▶ **EXERCISE DETAILS**: Can you repeat every one of the lines below word for word, leaving the pictures out of your answer?

Point annotation dataset records:
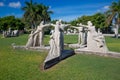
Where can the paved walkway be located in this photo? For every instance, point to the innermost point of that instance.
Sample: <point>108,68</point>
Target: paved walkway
<point>110,35</point>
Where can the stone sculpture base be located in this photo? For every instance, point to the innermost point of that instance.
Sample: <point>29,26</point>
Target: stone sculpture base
<point>107,54</point>
<point>65,54</point>
<point>76,46</point>
<point>45,48</point>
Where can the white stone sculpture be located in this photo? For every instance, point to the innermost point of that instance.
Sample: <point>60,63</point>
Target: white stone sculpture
<point>116,28</point>
<point>95,41</point>
<point>82,35</point>
<point>30,40</point>
<point>56,41</point>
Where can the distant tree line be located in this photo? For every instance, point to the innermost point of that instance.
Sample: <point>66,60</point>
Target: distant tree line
<point>11,22</point>
<point>102,20</point>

▶ **CORRECT ANSWER**:
Where can the paved walkway be located in this photo? For every instance, point to the innermost point of that instance.
Sample: <point>108,68</point>
Target: paved walkway
<point>110,35</point>
Where can the stone sculpture base be located in this photo? For every instance, point to the innermost point of that instance.
Sample: <point>29,26</point>
Target: stone sculpture base
<point>107,54</point>
<point>65,54</point>
<point>76,46</point>
<point>45,48</point>
Where can the white stone sculpture be located in this photo? For every instance, point to the innermost point of that instance.
Sample: <point>60,63</point>
Target: white stone sculpture
<point>116,28</point>
<point>95,41</point>
<point>82,35</point>
<point>30,40</point>
<point>56,41</point>
Where can the distant tree line be located in this photo? For every instance, point to the innermost point of that instance.
Sample: <point>66,60</point>
Target: distant tree line
<point>11,22</point>
<point>102,20</point>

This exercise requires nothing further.